### Exercise instructions:
In the entries that follow, the first line to write out is the one containing "Note: spot the wooden bench", and the last is the one containing "Note: spot the log". Reproduce that stretch exactly, with nothing before or after it.

Dataset entries:
========================================

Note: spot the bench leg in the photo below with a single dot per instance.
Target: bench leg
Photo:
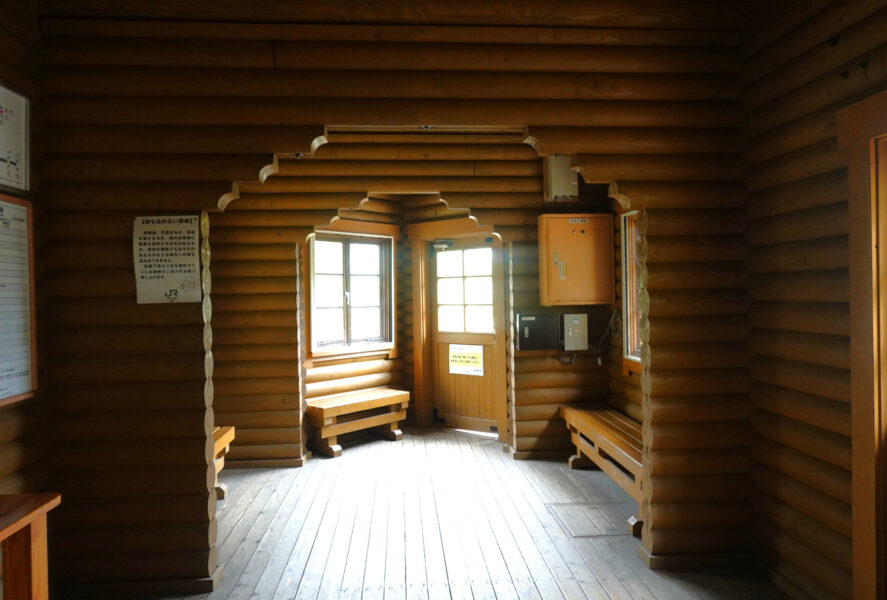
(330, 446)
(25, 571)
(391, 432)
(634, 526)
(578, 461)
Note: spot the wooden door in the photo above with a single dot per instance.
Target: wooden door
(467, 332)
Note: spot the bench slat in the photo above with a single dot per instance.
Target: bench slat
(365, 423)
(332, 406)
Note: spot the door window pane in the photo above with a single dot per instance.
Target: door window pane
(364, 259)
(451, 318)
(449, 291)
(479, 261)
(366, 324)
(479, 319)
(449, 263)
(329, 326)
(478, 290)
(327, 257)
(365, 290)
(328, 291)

========================================

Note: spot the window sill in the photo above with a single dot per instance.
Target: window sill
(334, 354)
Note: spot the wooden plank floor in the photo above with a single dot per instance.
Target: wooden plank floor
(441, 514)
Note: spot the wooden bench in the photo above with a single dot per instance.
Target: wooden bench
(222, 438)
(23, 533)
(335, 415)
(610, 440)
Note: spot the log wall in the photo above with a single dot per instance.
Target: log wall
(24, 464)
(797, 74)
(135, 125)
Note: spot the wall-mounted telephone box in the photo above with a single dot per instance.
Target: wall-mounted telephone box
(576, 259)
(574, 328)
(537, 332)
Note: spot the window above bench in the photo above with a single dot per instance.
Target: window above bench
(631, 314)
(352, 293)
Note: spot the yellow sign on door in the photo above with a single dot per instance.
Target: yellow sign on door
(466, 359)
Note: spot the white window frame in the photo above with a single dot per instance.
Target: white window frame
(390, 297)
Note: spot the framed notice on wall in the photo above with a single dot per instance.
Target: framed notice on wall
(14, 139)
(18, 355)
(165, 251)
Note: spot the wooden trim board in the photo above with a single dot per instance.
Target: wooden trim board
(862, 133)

========================================

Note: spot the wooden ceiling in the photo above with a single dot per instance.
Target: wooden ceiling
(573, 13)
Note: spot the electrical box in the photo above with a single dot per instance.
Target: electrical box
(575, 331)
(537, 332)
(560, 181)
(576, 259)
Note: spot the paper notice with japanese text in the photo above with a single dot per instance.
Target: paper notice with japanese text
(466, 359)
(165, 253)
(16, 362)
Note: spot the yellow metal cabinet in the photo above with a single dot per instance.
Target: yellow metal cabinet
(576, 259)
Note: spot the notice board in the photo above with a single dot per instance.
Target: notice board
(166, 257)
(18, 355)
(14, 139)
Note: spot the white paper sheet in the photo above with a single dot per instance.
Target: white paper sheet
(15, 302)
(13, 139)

========================================

### Written response:
Note: spot the wooden bench in the photo above with a single dot per instance.
Target: wooden bench
(222, 438)
(23, 533)
(335, 415)
(610, 440)
Note: spot the log wall in the photo above with a single dot per instance.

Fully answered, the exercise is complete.